→ Short exercise 1
Summarize the passage on surface-level errors in two sentences.

# START OF Quoted passage

By now, you know surface level errors--errors dealing with punctuation, spelling, and usage-- aren't as important as you were led to believe in high school. Yes, they matter; but, most audiences are willing to read through a reasonable number of surface level mistakes to get at your deep message. Having said this, there's a grammar Nazi in almost everyone.
This past summer, I helped to hire a new English professor at Reynolds. As part of the hiring process, I read over sixty applications for the job. I shared my part of this reading with a computer instructor from the Business program, and I lost count of the number of times he said something like, "If they misspell X, do we want them teaching English?" I didn't go into my, pay-attention-to-what-they-are-saying, not-how-they-are-saying-it routine." Why? Because, to him as an audience, these issues matter.

# END OF Quoted passage
# START OF Data extract

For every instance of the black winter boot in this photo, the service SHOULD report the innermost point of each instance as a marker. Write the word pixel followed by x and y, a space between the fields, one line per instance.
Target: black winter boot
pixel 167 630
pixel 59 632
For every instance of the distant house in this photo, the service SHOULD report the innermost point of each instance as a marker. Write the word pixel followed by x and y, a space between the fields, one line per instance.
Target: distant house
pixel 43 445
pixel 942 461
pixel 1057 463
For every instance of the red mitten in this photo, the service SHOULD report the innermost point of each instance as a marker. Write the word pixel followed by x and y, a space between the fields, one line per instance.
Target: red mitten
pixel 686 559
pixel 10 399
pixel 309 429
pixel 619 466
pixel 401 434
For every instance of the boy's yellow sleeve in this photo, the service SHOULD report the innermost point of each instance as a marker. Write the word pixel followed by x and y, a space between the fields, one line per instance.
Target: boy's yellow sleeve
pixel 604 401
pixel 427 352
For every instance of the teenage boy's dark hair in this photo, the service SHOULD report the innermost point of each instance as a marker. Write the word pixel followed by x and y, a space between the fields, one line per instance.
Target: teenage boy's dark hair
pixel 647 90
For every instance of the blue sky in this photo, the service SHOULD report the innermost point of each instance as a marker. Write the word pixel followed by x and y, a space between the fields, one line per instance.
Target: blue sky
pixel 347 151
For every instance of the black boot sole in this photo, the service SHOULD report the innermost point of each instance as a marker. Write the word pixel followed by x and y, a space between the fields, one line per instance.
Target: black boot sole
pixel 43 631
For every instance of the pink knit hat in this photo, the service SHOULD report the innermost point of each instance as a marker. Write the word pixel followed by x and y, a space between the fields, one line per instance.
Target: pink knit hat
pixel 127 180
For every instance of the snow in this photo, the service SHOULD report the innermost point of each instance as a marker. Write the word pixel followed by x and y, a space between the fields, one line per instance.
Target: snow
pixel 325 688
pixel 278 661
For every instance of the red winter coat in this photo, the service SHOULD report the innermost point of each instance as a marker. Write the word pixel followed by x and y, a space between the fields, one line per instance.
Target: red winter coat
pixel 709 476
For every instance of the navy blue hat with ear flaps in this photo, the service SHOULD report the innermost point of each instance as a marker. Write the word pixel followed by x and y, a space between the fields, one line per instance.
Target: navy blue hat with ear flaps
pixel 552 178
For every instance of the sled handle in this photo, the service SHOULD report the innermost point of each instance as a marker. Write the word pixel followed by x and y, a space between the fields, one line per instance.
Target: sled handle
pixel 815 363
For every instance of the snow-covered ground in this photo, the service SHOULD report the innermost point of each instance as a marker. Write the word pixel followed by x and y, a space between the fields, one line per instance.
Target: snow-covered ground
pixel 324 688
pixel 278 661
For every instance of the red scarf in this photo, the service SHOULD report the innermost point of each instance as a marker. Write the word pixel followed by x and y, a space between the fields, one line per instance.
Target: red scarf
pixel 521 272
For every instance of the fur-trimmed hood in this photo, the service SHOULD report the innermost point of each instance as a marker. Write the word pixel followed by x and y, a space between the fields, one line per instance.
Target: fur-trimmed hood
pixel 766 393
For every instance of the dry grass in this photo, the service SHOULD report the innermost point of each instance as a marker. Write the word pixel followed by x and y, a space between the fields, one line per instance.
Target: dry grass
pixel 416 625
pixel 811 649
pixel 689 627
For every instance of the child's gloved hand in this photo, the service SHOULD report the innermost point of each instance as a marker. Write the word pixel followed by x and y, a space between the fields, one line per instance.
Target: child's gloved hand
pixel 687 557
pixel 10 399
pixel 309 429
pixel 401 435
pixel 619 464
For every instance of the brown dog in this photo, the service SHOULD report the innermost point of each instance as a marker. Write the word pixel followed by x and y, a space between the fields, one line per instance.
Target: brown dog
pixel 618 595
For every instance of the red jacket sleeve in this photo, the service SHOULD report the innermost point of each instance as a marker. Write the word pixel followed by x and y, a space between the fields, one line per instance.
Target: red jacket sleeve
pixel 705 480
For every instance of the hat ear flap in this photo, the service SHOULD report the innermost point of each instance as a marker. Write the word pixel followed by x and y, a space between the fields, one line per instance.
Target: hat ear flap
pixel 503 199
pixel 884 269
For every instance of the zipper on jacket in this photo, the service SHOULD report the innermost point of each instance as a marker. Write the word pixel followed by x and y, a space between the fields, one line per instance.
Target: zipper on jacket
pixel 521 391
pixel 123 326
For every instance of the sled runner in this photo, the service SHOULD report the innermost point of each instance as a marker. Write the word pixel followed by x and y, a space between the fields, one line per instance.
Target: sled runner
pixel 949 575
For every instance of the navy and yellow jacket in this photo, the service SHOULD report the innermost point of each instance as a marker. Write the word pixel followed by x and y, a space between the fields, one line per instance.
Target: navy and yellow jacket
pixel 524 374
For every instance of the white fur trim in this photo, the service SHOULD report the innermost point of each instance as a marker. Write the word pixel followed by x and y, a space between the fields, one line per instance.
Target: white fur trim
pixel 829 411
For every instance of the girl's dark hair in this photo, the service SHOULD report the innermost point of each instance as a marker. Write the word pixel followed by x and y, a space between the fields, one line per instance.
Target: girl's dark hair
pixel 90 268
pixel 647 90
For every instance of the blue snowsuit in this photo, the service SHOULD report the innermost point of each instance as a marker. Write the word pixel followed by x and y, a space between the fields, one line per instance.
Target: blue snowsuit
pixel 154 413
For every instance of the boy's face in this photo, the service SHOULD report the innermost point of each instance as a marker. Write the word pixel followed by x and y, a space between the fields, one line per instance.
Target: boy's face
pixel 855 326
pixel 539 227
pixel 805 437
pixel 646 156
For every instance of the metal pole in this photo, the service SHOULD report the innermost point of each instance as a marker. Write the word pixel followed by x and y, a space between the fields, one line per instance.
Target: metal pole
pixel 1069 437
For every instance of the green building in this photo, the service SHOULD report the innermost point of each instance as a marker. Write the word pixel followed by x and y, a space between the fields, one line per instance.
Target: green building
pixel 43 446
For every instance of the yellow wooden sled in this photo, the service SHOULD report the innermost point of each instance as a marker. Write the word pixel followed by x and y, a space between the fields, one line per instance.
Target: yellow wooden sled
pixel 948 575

# END OF Data extract

→ Short exercise 2
Rewrite the rows from the first one up to and including the row with "pixel 1057 463", swapping "innermost point" for "central point" and leaving everything else as it is.

→ Complete output 1
Surface-level errors in punctuation, spelling, and usage matter less than high school suggests, and most audiences will read through a reasonable number of them to reach the deeper message, though almost everyone has a grammar Nazi inside. While helping hire a new English professor at Reynolds, the writer read more than sixty applications alongside a computer instructor from the Business program, who kept questioning whether applicants who misspelled words should teach English, because to him those issues mattered.

→ Complete output 2
For every instance of the black winter boot in this photo, the service SHOULD report the central point of each instance as a marker. Write the word pixel followed by x and y, a space between the fields, one line per instance.
Target: black winter boot
pixel 167 630
pixel 59 632
For every instance of the distant house in this photo, the service SHOULD report the central point of each instance as a marker. Write the word pixel followed by x and y, a space between the fields, one line per instance.
Target: distant house
pixel 43 445
pixel 942 461
pixel 1057 463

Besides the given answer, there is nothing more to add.